▸ **What you have to do**: Repeat exactly, and only, the lines from the one holding "Would you mind tagging the front" through the last line of the records below.

Photo-based referring expression data
+---+

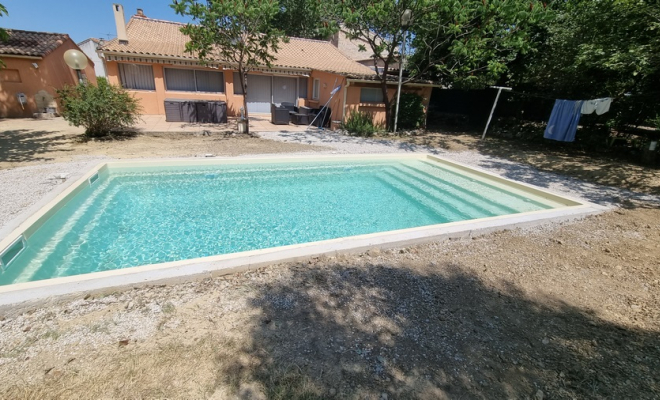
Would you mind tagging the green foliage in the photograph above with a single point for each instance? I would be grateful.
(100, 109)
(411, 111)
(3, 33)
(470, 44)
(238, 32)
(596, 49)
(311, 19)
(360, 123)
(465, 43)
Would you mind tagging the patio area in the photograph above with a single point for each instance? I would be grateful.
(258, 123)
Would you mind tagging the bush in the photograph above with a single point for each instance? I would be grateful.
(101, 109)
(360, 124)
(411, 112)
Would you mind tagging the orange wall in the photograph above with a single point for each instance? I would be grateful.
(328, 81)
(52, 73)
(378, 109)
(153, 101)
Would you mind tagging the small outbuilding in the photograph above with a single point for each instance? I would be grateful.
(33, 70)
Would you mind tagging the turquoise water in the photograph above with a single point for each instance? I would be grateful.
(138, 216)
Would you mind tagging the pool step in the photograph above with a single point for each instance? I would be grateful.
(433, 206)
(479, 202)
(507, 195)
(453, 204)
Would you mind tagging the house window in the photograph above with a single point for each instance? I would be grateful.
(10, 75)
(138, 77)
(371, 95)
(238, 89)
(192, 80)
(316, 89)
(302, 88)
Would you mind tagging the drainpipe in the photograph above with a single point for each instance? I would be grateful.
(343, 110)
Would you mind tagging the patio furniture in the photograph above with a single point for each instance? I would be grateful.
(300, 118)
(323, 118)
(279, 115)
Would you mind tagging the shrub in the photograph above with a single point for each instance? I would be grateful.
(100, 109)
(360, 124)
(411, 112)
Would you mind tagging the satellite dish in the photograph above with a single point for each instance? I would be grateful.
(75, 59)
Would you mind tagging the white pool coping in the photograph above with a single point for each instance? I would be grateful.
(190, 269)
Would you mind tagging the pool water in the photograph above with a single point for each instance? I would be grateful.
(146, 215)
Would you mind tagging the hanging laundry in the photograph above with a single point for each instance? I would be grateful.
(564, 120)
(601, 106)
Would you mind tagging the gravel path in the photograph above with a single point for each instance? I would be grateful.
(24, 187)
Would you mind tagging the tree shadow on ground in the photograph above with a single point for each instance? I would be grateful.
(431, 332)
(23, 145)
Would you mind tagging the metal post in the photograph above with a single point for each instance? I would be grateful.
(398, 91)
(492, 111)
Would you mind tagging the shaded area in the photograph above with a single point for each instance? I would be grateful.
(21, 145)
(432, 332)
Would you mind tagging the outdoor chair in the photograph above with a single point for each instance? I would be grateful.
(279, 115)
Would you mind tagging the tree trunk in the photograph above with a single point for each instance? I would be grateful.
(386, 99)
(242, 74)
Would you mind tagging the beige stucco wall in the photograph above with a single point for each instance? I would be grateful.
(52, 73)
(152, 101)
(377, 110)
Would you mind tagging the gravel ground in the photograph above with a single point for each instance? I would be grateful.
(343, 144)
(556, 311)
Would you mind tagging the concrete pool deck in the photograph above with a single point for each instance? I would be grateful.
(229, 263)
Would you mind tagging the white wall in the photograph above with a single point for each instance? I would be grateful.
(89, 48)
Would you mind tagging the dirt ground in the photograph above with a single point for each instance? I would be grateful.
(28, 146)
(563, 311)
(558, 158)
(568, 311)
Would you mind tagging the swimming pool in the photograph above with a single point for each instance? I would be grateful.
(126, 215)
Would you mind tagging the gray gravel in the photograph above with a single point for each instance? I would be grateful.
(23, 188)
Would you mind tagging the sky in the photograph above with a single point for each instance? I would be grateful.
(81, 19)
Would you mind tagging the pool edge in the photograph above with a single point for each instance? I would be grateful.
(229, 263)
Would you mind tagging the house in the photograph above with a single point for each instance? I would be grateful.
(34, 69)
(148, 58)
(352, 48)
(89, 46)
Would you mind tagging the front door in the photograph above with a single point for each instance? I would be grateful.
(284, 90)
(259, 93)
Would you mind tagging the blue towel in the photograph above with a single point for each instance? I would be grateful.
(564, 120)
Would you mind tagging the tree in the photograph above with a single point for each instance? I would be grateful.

+---+

▸ **Task answer**:
Would you mind tagging the front door in the photograph above with a single point for each instance? I would be grateful.
(284, 90)
(259, 93)
Would you mind tagging the blue towel in the photograph above with a single point for each instance? I would be grateful.
(564, 120)
Would you mind tagging the tree in the photograph above with a single point for each instance? I would be grateful.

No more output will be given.